» EXERCISE PASSAGE
◆ ◆ ◆ ◆ ◆
When U.S. Ambassador to the United Nations Nikki Haley announced on Christmas Eve that America would cut a significant amount of $285 million from the institution’s Operating Budget for the 2018-2019 fiscal year, very little attention was paid to the speech.
Although the cut was hailed as a “a step in the right direction” it also implied that there could be more to come.
As stated in the previous article, “the U.S. is the single largest contributor to the U.N. funding” contributing “over 22% of the budget” an amount of “around $3.3. billion annually.” Of the $5.4. billion fiscal budget for 2016-2017, the country paid about $1.2. billion.
The United States is also the largest single financial contributor, at 28.5 percent, to a separate budget for United Nations peacekeeping operations, an amount which totaled $6.8 billion for the 2017-2018 budget finalized in June.
Upon announcing the cut, Ambassador Haley pointed out to the less-than august organization that, “The inefficiency and overspending of the United Nations are well known,” further noting that the U.S. “Will no longer let the generosity of the American people be taken advantage of or remain unchecked.”
Problems compounding the U.N. are much larger than inefficiency and overspending. The global institution has, in the past come under fire over accusations of rape in Haiti and Africa including sex trafficking and the spread of disease in countries of their missions.
In August, 2016, the U.N. finally admitted that they “played a role” in the cholera epidemic in Haiti which resulted in 10,000 deaths and infected hundreds of thousands more.
The acknowledgment after years of denial that a battalion of Nepalese Peacekeepers in 2010 introduced a lethal strain of cholera comes after a scathing independent report, according to a report by the New York Times.
◆ ◆ ◆ ◆ ◆
» SUPPLIED ENTRIES
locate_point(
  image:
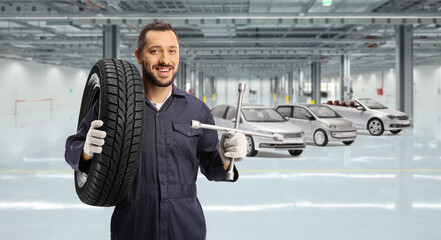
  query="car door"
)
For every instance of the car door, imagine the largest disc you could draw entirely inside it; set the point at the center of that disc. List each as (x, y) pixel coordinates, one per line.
(358, 117)
(286, 111)
(301, 120)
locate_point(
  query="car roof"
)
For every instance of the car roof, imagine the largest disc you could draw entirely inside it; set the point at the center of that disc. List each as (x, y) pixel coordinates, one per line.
(301, 104)
(245, 105)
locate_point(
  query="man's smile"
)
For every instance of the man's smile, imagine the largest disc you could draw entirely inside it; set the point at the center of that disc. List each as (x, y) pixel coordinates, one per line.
(163, 71)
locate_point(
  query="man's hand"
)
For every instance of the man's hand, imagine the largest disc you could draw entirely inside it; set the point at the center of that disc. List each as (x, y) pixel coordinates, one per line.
(232, 145)
(94, 140)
◆ ◆ ◆ ◆ ◆
» EXERCISE INSTRUCTIONS
(a) According to the article on U.S. funding of the United Nations, what percentage of the separate peacekeeping budget does the United States contribute?
(b) Write the next few sentences of the article on U.S. funding of the United Nations, picking up after its final sentence.

» ANSWERS BY ITEM NUMBER
(a) 28.5 percent

(b)
The U.N. Peacekeeping in Haiti was also accused raping women as well as involvement in a sex ring with underage boys and girls between the ages of 9-12 years from 2004 to 2007.
At least 134 Peacekeepers from Sri Lanka together with others from Bangladesh, Brazil, Jordan, Nigeria, Pakistan and Uruguay were later exposed as part of a broader pattern of sexual abuse and exploitation since the mission began in 2004.
According to the New York Times report, the U.N. Haiti Cholera Policy was “morally unconscionable, legally indefensible and politically self-defeating,’ adding that it was “also entirely unnecessary.”
The report went on to argue that, “The organization’s continuing denial and refusal to make reparations to the victims upholds a double standard according to which the U.N. insists that member states respect human rights while rejecting any such responsibility for itself. It provides highly combustible fuel for those who claim that the U.N. peacekeeping operations trample on the rights of those being protected,” he concluded.